Exercise objective:
List each line in the records below that contains the word "striped".

** Start of Extracted information **

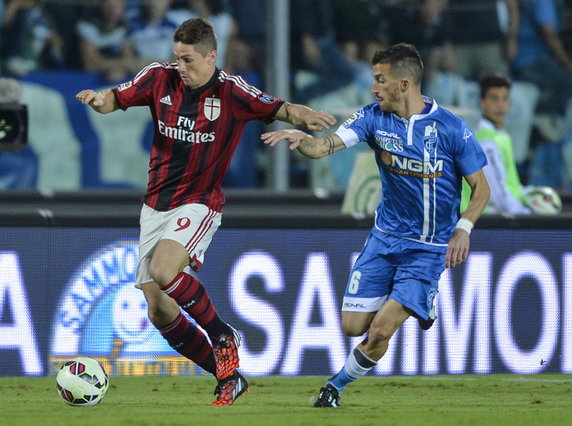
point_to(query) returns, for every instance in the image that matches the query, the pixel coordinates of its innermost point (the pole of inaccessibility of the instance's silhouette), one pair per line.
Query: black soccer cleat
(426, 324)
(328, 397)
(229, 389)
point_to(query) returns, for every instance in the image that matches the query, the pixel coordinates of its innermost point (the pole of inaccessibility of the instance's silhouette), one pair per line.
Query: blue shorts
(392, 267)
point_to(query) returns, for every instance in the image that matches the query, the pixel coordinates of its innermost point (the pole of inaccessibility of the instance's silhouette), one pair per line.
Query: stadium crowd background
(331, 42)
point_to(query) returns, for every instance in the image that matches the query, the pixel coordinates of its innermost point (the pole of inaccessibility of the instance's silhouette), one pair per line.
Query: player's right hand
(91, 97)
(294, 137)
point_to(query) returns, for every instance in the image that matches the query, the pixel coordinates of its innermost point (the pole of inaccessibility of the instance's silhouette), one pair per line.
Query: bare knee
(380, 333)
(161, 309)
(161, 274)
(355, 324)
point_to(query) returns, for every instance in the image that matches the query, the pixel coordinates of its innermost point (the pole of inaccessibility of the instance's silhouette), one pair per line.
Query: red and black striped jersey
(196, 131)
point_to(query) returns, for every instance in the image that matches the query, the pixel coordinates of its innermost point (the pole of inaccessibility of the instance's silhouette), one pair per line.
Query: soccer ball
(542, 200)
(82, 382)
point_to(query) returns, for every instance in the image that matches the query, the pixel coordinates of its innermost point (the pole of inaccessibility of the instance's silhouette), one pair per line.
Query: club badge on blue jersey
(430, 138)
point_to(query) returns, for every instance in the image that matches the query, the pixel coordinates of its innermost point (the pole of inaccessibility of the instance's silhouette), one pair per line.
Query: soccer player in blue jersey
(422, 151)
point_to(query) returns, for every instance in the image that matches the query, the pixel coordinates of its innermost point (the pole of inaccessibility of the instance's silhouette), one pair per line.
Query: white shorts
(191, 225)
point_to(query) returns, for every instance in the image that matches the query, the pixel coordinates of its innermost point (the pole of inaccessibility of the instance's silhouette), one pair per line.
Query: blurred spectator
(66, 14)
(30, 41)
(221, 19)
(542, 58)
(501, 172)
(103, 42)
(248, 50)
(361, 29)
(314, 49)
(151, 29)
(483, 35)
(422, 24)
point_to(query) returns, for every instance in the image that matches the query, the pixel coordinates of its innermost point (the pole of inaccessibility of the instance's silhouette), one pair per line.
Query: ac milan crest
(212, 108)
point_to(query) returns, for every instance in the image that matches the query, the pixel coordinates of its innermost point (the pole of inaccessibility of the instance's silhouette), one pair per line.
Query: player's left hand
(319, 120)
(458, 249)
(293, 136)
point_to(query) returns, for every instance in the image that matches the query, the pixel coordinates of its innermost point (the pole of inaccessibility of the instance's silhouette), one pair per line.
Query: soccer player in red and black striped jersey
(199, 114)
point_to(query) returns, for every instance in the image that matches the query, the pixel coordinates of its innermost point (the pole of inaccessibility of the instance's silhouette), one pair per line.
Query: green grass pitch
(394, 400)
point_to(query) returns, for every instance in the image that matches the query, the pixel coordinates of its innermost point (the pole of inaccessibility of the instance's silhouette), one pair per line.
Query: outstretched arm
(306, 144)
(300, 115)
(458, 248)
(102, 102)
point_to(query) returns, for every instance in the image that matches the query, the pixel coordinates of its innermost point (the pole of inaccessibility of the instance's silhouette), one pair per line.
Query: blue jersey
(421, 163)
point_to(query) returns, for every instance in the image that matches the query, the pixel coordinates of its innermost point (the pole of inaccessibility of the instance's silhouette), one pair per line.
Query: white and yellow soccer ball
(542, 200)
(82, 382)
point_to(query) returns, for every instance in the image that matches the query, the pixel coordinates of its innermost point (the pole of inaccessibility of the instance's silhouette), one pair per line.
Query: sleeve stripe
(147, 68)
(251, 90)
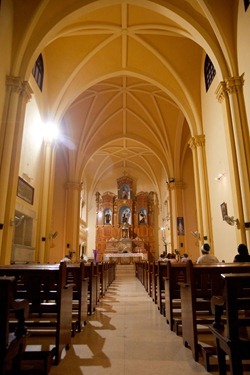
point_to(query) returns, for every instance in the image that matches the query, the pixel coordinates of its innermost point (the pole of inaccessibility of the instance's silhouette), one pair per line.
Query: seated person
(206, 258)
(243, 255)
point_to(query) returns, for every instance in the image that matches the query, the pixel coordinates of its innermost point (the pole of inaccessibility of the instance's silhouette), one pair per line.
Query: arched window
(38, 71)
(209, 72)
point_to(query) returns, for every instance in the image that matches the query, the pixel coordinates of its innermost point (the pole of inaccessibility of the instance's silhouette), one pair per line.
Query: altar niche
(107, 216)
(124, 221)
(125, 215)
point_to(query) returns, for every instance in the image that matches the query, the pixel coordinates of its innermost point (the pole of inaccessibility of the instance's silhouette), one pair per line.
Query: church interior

** End of Extracted information **

The completed task:
Query: red and black striped jersey
Query: soccer player in red and black striped jersey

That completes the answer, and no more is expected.